[Excerpts of location labeling items]
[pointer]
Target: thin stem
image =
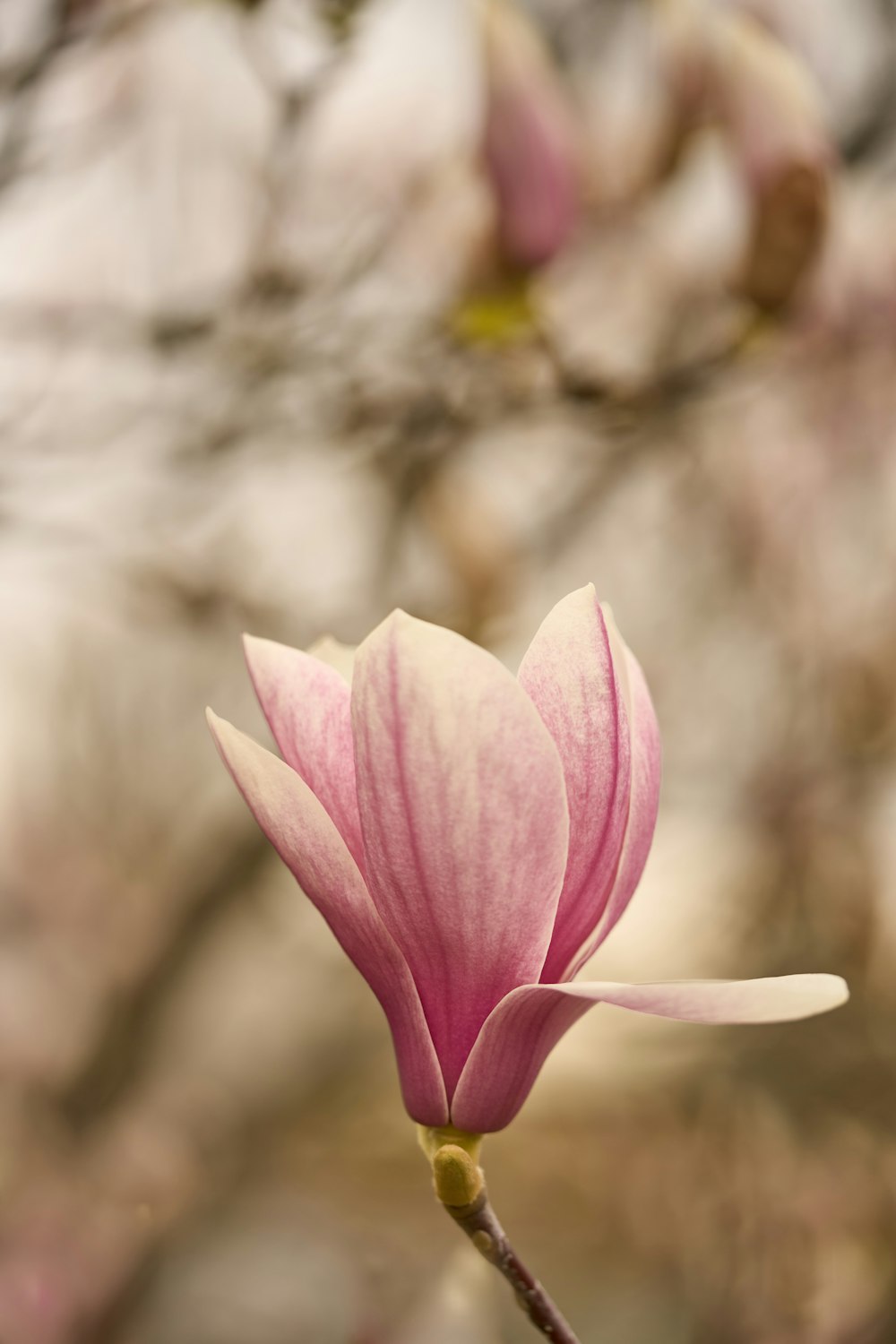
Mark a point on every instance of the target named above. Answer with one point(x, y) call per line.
point(481, 1226)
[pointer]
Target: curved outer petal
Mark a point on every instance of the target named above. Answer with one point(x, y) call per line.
point(465, 822)
point(309, 844)
point(646, 774)
point(525, 1027)
point(306, 706)
point(568, 674)
point(336, 655)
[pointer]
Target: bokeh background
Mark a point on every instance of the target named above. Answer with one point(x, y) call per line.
point(312, 309)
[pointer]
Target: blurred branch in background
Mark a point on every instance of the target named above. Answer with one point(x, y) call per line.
point(308, 311)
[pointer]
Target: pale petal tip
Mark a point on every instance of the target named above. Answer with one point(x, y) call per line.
point(837, 992)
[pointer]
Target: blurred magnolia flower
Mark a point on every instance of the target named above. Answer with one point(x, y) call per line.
point(530, 140)
point(471, 838)
point(770, 109)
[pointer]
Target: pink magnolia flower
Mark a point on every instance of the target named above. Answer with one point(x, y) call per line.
point(470, 838)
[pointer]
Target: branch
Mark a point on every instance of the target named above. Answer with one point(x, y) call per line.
point(461, 1188)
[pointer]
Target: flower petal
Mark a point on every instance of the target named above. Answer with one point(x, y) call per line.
point(525, 1027)
point(309, 844)
point(646, 774)
point(340, 656)
point(465, 822)
point(568, 672)
point(306, 706)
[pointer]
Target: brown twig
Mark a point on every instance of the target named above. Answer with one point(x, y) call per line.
point(489, 1238)
point(460, 1188)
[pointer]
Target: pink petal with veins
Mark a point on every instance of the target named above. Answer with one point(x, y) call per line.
point(304, 835)
point(465, 823)
point(568, 674)
point(306, 706)
point(525, 1027)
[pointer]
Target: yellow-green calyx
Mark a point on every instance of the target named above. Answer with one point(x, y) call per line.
point(452, 1155)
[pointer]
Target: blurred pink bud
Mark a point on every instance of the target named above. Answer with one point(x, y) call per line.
point(530, 148)
point(767, 104)
point(471, 838)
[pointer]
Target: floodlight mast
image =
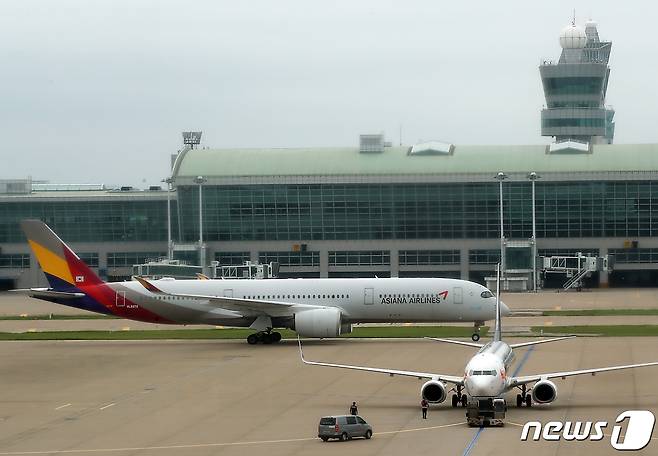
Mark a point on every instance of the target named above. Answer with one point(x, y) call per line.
point(501, 176)
point(192, 138)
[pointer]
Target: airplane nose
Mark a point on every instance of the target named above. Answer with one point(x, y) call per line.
point(478, 387)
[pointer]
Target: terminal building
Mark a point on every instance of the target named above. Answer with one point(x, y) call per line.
point(424, 210)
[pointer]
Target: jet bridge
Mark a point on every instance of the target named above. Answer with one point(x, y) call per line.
point(575, 268)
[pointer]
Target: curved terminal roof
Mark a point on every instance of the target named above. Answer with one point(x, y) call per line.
point(465, 160)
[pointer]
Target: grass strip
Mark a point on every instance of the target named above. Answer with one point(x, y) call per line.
point(237, 333)
point(603, 330)
point(598, 312)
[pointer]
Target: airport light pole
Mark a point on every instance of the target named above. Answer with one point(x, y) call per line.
point(501, 176)
point(533, 176)
point(170, 243)
point(200, 180)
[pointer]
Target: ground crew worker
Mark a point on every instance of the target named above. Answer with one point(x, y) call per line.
point(353, 409)
point(423, 406)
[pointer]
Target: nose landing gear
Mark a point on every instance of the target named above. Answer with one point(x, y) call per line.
point(476, 331)
point(265, 337)
point(523, 398)
point(459, 399)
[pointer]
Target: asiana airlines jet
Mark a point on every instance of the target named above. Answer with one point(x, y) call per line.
point(312, 307)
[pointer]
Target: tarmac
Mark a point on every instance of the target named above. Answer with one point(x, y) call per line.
point(229, 398)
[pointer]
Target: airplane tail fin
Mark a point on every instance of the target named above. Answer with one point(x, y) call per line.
point(64, 270)
point(498, 330)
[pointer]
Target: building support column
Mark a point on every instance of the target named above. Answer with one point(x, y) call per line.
point(603, 275)
point(463, 264)
point(324, 263)
point(102, 264)
point(395, 262)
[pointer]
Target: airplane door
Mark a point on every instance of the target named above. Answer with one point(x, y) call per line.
point(368, 296)
point(458, 295)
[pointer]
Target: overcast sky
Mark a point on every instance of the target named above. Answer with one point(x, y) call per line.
point(99, 91)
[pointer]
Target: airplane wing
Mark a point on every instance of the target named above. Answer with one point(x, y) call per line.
point(535, 378)
point(252, 306)
point(537, 342)
point(457, 342)
point(392, 372)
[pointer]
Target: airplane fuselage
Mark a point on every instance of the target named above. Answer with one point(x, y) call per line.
point(360, 300)
point(486, 372)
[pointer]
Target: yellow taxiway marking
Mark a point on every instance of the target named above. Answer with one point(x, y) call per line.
point(209, 445)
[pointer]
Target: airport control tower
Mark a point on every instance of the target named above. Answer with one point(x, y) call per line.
point(575, 89)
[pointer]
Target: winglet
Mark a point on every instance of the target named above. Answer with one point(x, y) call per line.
point(148, 285)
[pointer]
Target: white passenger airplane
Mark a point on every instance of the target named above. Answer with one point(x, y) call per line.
point(312, 307)
point(486, 375)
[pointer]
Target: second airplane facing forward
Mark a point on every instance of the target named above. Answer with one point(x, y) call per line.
point(312, 307)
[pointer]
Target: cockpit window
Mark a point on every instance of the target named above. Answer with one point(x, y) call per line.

> [Aim of the task]: Gather every line of the items above that contains the word "terminal", matching case exactly.

> [Output for this task]:
Target: terminal building
Target: curved terminal roof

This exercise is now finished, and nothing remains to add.